Data entries:
------------

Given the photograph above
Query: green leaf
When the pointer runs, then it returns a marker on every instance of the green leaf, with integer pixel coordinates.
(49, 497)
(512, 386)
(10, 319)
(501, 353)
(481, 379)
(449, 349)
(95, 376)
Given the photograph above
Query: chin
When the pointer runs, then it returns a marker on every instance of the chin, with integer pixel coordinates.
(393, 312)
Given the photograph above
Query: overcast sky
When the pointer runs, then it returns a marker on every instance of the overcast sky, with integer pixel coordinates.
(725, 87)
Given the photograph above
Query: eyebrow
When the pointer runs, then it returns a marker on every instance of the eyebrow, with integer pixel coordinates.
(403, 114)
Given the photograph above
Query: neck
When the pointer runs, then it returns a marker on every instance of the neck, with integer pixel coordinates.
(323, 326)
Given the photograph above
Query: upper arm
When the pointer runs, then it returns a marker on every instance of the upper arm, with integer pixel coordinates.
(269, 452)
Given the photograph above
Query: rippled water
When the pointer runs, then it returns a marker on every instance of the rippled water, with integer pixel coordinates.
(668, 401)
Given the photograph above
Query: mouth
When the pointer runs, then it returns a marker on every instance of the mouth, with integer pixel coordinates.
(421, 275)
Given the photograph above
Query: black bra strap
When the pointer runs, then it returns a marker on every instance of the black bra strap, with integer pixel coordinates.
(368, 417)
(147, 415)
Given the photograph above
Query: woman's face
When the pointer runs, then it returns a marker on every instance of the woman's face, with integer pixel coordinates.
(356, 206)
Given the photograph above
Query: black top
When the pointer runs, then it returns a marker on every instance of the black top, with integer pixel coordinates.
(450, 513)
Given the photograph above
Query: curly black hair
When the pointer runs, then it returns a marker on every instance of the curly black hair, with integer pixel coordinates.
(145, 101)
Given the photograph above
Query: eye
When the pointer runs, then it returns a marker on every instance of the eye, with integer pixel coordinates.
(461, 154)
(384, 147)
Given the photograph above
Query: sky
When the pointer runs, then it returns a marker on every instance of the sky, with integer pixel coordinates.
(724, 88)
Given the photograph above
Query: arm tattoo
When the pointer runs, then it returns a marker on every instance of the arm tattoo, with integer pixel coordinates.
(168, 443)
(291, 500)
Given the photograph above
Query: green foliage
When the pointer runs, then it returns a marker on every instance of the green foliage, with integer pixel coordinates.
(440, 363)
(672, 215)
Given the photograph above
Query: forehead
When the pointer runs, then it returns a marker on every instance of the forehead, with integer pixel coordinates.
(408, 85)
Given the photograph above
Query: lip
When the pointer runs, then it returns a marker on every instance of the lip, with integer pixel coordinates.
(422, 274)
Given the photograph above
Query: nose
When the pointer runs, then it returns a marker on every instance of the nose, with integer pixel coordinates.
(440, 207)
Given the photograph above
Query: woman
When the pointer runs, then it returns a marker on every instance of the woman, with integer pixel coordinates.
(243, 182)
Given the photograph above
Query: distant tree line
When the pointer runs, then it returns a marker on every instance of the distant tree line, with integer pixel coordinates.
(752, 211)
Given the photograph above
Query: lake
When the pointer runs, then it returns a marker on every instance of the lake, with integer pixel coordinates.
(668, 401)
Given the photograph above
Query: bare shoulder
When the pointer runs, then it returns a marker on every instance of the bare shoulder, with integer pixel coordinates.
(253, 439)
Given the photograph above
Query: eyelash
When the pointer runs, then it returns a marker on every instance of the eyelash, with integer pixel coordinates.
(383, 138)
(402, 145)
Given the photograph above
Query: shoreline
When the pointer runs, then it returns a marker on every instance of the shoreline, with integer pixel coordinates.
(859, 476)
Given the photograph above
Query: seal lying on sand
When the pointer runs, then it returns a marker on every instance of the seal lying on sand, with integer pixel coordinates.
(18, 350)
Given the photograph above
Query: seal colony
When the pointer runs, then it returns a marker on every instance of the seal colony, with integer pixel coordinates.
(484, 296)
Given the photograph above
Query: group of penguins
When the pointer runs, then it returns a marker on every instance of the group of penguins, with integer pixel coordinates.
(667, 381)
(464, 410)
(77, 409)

------------

= DIRECTIONS FOR THIS TASK =
Count the lines in the material above that contain the string “curly”, matching case exactly, and reply with only the number.

= EXERCISE SOLUTION =
2